EXERCISE INSTRUCTIONS: Print verbatim the lines of the entries from the one containing "</instance>" to the last, inclusive, and no others.

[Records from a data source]

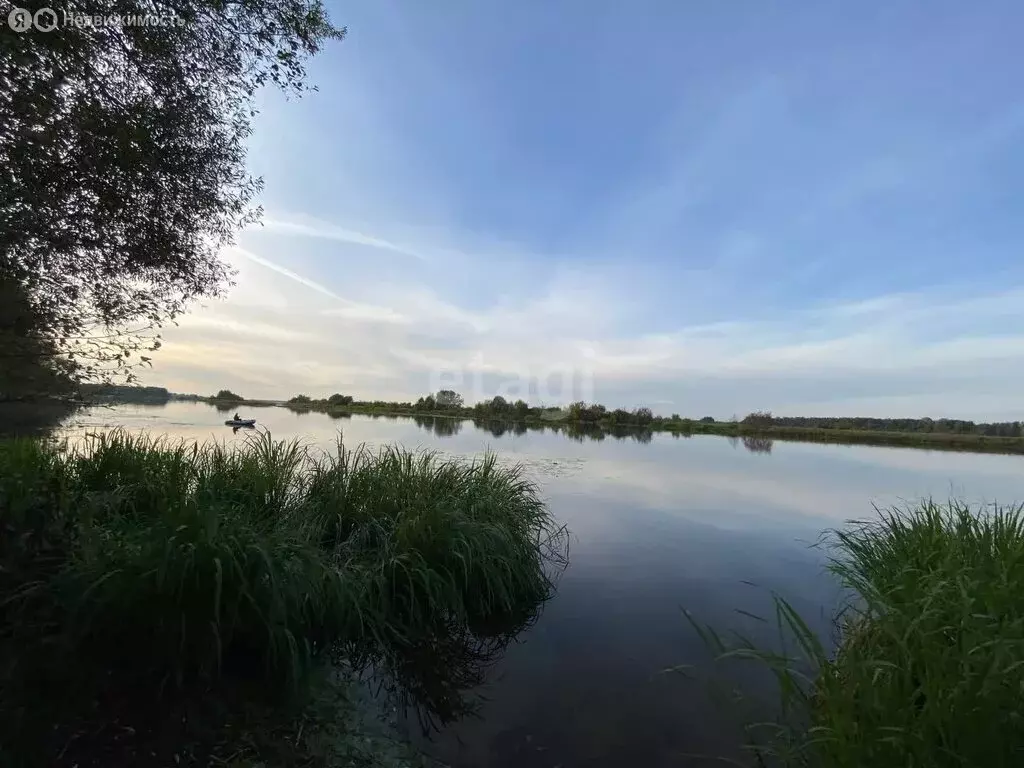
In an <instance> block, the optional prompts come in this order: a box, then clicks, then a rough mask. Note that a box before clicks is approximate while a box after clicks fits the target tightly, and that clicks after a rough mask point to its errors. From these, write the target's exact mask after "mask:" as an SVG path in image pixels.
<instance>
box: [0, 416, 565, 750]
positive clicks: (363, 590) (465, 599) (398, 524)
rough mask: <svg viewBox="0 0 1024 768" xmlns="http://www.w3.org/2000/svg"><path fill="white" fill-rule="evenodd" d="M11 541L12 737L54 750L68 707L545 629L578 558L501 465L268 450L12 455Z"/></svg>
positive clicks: (278, 442) (5, 649)
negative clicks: (482, 636) (38, 744)
mask: <svg viewBox="0 0 1024 768" xmlns="http://www.w3.org/2000/svg"><path fill="white" fill-rule="evenodd" d="M0 525H2V534H3V537H2V540H0V589H2V602H0V621H2V629H0V651H2V652H3V656H4V662H3V667H2V671H3V678H2V680H0V683H2V684H3V691H2V692H0V717H2V718H3V720H4V733H3V735H4V736H9V737H13V736H14V735H16V734H22V735H25V734H27V733H31V734H32V737H33V738H42V736H41V734H39V733H38V732H32V726H33V725H43V723H45V725H46V727H47V728H48V727H50V725H51V724H52V723H51V721H50V720H49V719H47V720H44V721H42V722H35V719H37V718H38V716H39V711H38V707H39V706H42V702H44V701H45V700H46V699H47V698H48V697H49V696H51V695H53V694H55V693H57V692H59V697H60V700H66V699H67V700H69V701H78V702H81V701H84V702H86V705H88V706H93V707H94V708H95V706H96V702H97V701H104V702H105V701H108V700H110V699H111V698H112V697H113V698H114V699H117V700H118V701H120V702H121V705H119V706H121V707H122V708H123V707H124V702H126V701H136V700H137V699H138V697H139V696H140V695H141V696H142V698H143V699H145V701H146V702H147V703H146V706H155V705H153V702H154V701H158V700H160V699H162V698H173V697H175V696H180V695H184V692H189V693H191V692H195V691H199V690H205V691H210V690H218V689H220V688H222V687H223V686H225V685H227V684H229V683H231V681H247V682H253V681H257V682H258V683H259V684H260V685H261V686H262V687H264V688H266V689H270V690H281V691H283V692H287V691H294V690H297V689H301V687H302V686H303V685H304V681H305V680H306V679H307V677H308V675H309V674H310V671H311V670H312V669H313V668H314V667H315V666H317V665H318V664H319V663H321V662H322V660H324V659H327V658H335V659H336V658H338V657H339V656H341V657H345V658H347V659H351V660H353V662H354V663H355V664H356V665H371V664H375V665H382V664H384V665H386V664H388V663H389V662H392V660H394V659H395V658H396V657H397V655H398V654H399V652H400V651H401V649H402V647H403V646H406V647H409V646H412V645H414V644H415V643H417V642H420V641H423V640H424V639H426V638H429V637H430V635H431V633H432V632H434V631H436V630H438V629H439V628H443V627H451V626H453V625H454V626H457V627H467V628H469V627H474V628H475V627H481V626H486V625H487V624H490V623H494V622H498V623H502V622H503V621H504V620H503V617H505V616H509V615H518V616H522V615H528V614H530V612H531V611H534V610H536V607H537V605H538V604H539V603H540V602H542V601H543V600H545V599H546V598H547V597H548V596H549V594H550V592H551V590H552V587H553V583H552V577H553V574H554V572H555V571H556V570H557V568H558V567H559V566H560V565H561V564H563V556H564V550H563V546H564V530H563V529H561V528H560V527H559V526H557V525H556V524H555V523H554V521H553V519H552V517H551V516H550V514H549V512H548V511H547V509H546V507H545V506H544V504H543V503H542V501H541V500H540V498H539V496H538V493H537V488H536V487H535V485H534V484H531V483H530V482H529V481H527V480H526V479H525V478H524V477H522V475H521V473H520V471H519V469H517V468H512V469H508V468H503V467H500V466H499V465H498V464H497V463H496V461H495V459H494V457H489V456H488V457H486V458H484V459H483V460H482V461H476V462H457V461H456V462H453V461H439V460H438V459H437V458H436V457H435V456H432V455H429V454H411V453H408V452H404V451H401V450H398V449H385V450H382V451H380V452H377V453H373V452H370V451H368V450H365V449H358V450H355V451H350V450H347V449H345V447H344V446H343V445H341V444H339V445H338V449H337V451H336V452H334V453H323V452H315V451H312V450H308V449H306V447H305V446H304V445H302V444H301V443H299V442H296V441H291V442H283V441H275V440H273V439H272V438H271V437H270V436H269V435H268V434H257V435H254V436H252V437H251V438H250V439H249V440H247V441H246V442H245V443H243V444H242V445H241V446H226V445H221V444H203V445H201V444H195V443H186V442H173V441H169V440H165V439H159V438H151V437H146V436H137V435H131V434H128V433H124V432H114V433H109V434H103V435H97V436H94V437H92V438H91V439H90V440H88V441H87V442H86V443H85V444H83V445H81V446H79V447H70V446H68V445H54V444H44V443H40V442H36V441H30V440H12V441H3V442H0ZM231 684H233V683H231ZM100 709H102V708H101V707H100ZM156 709H158V710H159V707H157V708H156ZM47 717H48V716H47ZM69 717H71V716H70V715H69ZM43 740H45V739H43ZM4 743H5V744H6V743H8V741H6V740H5V741H4Z"/></svg>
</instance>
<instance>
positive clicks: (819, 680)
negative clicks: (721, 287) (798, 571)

SOLUTION TO THIS TASK:
</instance>
<instance>
positive clicks: (819, 680)
negative clicks: (721, 287) (798, 571)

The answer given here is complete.